**Письменное задание:**
Ответьте на вопросы по тексту о Бабьем Яре.
1. Какая погода обычно стоит в Бабьем Яру в дни годовщины трагедии?
2. Когда автор пришел в Бабий Яр на этот раз?
3. Что по закону в Германии следует за проявления расизма и отрицание Катастрофы?

**Исходный текст:**
>>
Чудом спасенная, или Бабье лето в Бабьем Яру
Михаил Френкель, CN
С годами я стал больше любить ясную погоду. Но есть место, в котором солнце и теплое безветрие кажутся мне противоестественными. Это - Бабий Яр. Природа, однако, не спрашивает у нас, какой ей быть.
За минувшие годы мне довелось побывать здесь множество раз. Не только в дни скорби, но и как журналисту, освещавшему визиты в Бабий Яр различных делегаций. На этот раз я пришел сюда один через несколько дней после очередного состоявшегося у "Меноры" митинга.
В дни годовщины трагедии в Бабьем Яру обычно царит бабье лето. Светит солнце. Но на душе пасмурно. Стоя у края крутого обрыва, думаешь о том, что память, оказывается, не бывает вечной. Особенно если кое-кому невыгодно помнить.
Сегодня в бывшей цитадели фашизма - Германии - существует закон, согласно которому за проявления расизма и отрицание Катастрофы времен Второй мировой войны следует уголовное наказание. И самое важное - этот закон не просто существует, он, если нужно, четко работает. У нас же в Украине вот уже несколько лет нельзя призвать к ответу газеты, отрицающие как саму Катастрофу, так и массовые расстрелы в Бабьем Яру. Основной "пафос" публикаций в этих изданиях - густопсовый антисемитизм, но попутно ставится под сомнение и гибель тысяч людей других национальностей.
<<
**Извлеченные данные:**
>>
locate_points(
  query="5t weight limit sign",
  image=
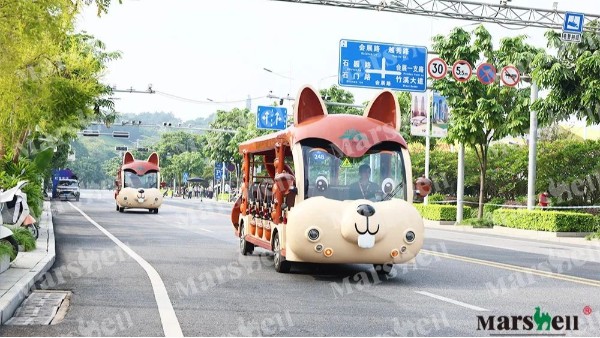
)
(437, 69)
(462, 71)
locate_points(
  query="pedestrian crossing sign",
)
(346, 163)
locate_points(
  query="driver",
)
(134, 181)
(364, 188)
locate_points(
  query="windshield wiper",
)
(393, 192)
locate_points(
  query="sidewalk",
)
(565, 238)
(28, 268)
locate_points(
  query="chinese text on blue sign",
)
(573, 22)
(274, 118)
(382, 65)
(218, 171)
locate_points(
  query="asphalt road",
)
(214, 291)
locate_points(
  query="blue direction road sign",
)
(274, 118)
(218, 171)
(381, 65)
(573, 22)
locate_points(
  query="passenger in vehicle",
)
(364, 188)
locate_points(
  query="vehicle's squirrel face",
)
(361, 223)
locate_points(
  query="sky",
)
(203, 50)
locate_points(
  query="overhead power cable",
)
(185, 99)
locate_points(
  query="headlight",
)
(410, 237)
(313, 234)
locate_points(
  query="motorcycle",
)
(15, 211)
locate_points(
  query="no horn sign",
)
(510, 76)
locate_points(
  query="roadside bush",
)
(595, 235)
(436, 212)
(478, 223)
(24, 238)
(7, 250)
(558, 221)
(488, 208)
(437, 197)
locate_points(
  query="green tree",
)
(224, 146)
(484, 113)
(193, 163)
(178, 142)
(339, 95)
(572, 77)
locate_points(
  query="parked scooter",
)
(15, 211)
(6, 236)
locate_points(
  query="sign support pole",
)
(222, 180)
(532, 149)
(427, 143)
(460, 183)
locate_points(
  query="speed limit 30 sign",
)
(437, 69)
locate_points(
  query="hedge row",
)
(438, 212)
(555, 221)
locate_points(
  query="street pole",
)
(460, 184)
(427, 144)
(222, 179)
(532, 149)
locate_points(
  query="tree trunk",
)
(17, 148)
(482, 169)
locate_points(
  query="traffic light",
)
(121, 134)
(91, 133)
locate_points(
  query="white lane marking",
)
(455, 302)
(168, 318)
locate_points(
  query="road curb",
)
(11, 300)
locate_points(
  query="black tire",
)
(281, 265)
(245, 246)
(13, 242)
(383, 269)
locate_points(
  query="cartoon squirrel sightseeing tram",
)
(331, 189)
(137, 184)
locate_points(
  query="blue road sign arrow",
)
(573, 22)
(273, 118)
(379, 65)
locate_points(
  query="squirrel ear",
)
(128, 158)
(153, 158)
(308, 104)
(384, 107)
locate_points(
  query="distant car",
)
(68, 188)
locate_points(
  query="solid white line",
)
(168, 318)
(455, 302)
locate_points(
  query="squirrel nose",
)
(365, 210)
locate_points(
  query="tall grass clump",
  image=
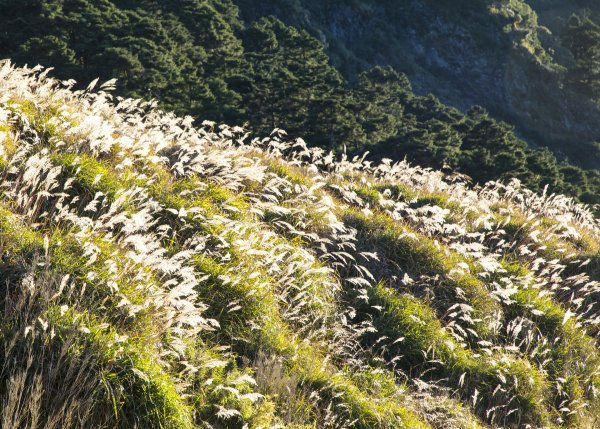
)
(159, 274)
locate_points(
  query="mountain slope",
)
(197, 57)
(158, 275)
(496, 54)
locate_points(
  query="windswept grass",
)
(159, 275)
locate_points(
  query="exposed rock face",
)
(489, 53)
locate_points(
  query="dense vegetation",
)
(197, 57)
(158, 275)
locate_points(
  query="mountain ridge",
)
(161, 275)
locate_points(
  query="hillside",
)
(510, 56)
(317, 76)
(164, 276)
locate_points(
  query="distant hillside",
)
(198, 57)
(508, 56)
(157, 275)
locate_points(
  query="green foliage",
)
(196, 57)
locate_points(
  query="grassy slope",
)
(180, 277)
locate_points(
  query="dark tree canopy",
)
(197, 57)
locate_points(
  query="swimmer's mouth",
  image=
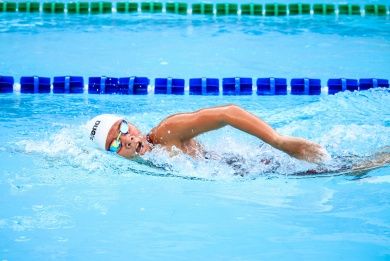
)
(139, 147)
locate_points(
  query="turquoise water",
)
(62, 199)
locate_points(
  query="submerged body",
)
(179, 131)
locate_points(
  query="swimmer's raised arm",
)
(186, 126)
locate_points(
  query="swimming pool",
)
(62, 199)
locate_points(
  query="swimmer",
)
(113, 133)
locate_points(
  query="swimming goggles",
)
(116, 144)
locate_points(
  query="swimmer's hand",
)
(302, 149)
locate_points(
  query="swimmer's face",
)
(132, 144)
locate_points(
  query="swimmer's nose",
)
(131, 141)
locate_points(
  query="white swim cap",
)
(99, 127)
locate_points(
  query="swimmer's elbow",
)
(230, 113)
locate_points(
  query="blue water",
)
(62, 199)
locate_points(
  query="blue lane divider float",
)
(305, 86)
(197, 86)
(68, 84)
(237, 86)
(365, 84)
(6, 84)
(271, 86)
(169, 86)
(35, 84)
(124, 85)
(342, 84)
(204, 86)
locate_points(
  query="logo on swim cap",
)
(99, 127)
(93, 132)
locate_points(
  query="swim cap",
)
(99, 127)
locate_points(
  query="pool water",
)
(62, 199)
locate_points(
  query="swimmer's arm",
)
(189, 125)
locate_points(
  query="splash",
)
(339, 123)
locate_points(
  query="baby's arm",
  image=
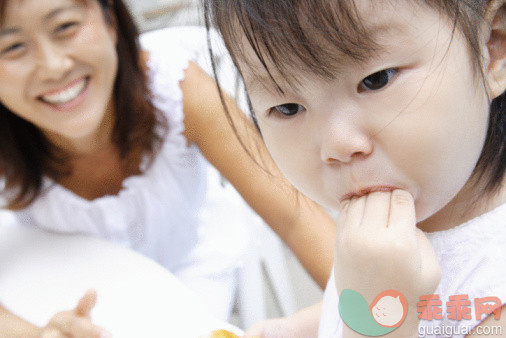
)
(302, 324)
(73, 323)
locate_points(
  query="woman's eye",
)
(13, 49)
(378, 80)
(66, 27)
(287, 109)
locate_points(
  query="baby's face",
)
(419, 123)
(388, 311)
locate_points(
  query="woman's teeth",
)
(66, 95)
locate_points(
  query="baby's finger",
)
(402, 212)
(377, 209)
(86, 303)
(53, 333)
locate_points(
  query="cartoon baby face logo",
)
(386, 312)
(389, 308)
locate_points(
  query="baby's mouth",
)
(366, 191)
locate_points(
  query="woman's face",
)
(58, 65)
(418, 124)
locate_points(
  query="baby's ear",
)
(495, 54)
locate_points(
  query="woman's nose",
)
(53, 62)
(343, 141)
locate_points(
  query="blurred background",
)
(272, 282)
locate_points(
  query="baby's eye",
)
(287, 109)
(377, 80)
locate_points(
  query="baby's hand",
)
(76, 322)
(379, 248)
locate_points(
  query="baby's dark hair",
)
(336, 31)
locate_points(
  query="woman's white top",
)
(158, 213)
(472, 258)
<<
**Результат:**
1. Обычно стоит бабье лето, светит солнце.
2. Через несколько дней после очередного митинга у "Меноры".
3. Уголовное наказание.